The line with "Target: braided crochet strap", the line with "each like (3,260).", and all lines between them in the material below: return these exactly, and no others.

* _The data_
• • • •

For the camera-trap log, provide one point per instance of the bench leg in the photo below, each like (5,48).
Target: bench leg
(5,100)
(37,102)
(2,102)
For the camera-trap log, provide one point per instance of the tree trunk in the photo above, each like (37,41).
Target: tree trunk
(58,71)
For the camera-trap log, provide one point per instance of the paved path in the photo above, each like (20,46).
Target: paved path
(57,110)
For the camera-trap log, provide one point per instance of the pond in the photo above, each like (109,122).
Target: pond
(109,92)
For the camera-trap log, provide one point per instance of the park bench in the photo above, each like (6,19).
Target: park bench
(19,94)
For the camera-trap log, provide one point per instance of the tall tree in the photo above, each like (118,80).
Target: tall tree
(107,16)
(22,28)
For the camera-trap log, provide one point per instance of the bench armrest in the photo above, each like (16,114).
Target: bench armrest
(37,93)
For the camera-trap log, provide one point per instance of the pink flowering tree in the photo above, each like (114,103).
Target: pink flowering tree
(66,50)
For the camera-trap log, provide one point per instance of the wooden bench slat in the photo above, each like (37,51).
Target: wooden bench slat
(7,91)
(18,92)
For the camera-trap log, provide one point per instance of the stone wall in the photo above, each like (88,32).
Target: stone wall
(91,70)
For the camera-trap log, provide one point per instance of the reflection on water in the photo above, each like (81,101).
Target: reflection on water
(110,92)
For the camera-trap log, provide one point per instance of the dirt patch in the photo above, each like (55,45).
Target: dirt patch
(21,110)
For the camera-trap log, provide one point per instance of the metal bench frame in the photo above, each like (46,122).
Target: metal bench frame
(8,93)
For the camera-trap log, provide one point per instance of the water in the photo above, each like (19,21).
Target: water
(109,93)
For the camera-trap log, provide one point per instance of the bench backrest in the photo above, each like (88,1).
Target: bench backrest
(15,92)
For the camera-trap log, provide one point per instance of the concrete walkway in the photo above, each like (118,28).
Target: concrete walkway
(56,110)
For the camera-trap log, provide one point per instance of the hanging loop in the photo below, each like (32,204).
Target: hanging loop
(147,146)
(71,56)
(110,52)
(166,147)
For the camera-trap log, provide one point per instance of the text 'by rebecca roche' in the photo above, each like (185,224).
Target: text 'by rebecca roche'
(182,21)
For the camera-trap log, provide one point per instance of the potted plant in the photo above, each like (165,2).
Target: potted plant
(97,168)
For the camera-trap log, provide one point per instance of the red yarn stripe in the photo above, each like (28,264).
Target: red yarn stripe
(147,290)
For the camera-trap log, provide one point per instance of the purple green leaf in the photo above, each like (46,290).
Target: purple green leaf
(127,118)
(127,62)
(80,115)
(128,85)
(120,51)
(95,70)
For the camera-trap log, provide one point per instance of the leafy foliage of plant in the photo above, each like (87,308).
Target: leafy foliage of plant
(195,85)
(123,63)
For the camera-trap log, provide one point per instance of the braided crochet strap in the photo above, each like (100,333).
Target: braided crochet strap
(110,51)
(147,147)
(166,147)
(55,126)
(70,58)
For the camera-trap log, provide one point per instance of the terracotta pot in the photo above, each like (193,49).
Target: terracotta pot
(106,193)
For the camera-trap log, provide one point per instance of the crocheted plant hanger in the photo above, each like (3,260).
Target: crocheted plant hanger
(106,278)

• • • •

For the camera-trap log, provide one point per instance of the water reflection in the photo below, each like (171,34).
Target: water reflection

• • • •

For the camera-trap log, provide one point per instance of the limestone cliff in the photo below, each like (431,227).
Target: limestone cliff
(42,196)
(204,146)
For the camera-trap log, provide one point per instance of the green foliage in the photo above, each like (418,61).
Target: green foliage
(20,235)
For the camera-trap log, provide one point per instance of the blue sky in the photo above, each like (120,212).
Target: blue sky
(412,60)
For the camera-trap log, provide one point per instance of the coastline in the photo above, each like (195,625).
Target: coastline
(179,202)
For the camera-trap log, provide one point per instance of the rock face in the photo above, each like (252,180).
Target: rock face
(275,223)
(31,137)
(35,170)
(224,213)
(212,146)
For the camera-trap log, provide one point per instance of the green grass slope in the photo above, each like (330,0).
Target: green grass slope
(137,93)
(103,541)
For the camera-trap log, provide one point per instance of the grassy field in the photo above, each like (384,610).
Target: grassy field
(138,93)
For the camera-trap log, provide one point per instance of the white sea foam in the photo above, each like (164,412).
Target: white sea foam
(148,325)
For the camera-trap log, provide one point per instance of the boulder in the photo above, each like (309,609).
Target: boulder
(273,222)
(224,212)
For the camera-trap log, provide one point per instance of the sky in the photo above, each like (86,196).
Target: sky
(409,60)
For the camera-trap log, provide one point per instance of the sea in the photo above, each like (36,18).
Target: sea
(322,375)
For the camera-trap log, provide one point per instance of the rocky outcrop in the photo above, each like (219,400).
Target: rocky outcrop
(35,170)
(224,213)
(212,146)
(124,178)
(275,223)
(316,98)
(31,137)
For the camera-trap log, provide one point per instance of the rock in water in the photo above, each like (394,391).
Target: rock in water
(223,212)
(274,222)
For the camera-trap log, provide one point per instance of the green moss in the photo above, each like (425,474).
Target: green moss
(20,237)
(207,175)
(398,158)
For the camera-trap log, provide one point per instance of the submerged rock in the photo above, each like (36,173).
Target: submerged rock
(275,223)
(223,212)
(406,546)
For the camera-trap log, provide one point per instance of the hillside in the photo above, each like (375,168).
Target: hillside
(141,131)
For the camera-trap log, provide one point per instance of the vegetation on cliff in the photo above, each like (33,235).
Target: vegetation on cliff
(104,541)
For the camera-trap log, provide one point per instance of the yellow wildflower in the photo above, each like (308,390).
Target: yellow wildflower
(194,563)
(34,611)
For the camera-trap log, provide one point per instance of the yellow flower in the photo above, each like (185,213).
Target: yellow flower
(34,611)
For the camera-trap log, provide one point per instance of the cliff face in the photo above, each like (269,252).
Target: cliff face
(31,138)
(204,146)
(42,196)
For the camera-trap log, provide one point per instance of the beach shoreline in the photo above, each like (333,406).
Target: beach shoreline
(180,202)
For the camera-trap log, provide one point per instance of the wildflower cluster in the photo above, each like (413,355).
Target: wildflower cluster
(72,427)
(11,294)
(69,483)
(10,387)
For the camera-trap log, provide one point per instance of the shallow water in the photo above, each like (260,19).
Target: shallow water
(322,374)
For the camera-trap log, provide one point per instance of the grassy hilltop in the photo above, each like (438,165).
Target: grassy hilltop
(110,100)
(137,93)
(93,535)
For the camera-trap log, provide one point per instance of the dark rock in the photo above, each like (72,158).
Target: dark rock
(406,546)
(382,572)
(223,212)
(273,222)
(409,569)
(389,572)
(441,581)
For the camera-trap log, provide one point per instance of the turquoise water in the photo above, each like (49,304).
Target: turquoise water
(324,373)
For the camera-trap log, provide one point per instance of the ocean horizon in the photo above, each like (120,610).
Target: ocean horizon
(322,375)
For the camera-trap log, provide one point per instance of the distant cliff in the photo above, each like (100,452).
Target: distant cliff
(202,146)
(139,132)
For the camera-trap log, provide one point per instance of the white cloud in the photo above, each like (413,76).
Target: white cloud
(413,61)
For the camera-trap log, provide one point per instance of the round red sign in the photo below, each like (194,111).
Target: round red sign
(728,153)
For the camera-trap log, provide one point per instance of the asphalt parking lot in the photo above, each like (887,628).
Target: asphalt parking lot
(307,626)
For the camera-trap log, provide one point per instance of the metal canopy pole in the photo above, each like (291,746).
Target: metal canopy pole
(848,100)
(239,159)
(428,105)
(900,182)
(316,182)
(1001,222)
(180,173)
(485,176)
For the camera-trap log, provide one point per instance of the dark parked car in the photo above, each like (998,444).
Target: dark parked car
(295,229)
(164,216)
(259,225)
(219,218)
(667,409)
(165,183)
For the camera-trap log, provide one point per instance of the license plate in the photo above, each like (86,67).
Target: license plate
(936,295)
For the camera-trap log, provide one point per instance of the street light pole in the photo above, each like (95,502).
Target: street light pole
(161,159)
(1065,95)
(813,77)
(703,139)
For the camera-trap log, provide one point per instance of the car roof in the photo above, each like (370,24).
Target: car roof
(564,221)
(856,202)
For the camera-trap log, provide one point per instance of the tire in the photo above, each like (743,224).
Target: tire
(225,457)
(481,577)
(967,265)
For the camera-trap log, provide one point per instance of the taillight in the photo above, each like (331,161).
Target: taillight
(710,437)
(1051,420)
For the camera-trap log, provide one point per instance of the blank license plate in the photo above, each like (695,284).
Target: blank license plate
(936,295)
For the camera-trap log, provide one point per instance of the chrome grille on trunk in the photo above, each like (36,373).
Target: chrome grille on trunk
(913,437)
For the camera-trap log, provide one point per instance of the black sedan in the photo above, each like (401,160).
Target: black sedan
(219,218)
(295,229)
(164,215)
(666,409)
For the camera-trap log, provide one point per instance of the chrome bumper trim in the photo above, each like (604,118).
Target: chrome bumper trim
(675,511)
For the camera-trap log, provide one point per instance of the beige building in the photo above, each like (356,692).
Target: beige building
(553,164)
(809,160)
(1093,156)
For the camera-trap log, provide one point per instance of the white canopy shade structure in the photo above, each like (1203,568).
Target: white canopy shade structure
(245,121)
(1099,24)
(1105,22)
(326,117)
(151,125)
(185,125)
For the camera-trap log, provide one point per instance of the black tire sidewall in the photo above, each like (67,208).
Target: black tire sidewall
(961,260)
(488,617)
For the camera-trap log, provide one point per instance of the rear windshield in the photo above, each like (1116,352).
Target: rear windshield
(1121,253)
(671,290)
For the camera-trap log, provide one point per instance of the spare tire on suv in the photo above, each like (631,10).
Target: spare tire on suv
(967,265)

• • • •

* _Task result_
Target: braided crochet strap
(110,51)
(147,147)
(166,147)
(55,126)
(70,58)
For the camera-trap log, provide one point per instance of the terracotta pot in the photo above, each like (193,49).
Target: terracotta pot
(106,193)
For the camera-trap log, provide one point per instance of the crocheted plant hanger in the photo above, each like (3,260).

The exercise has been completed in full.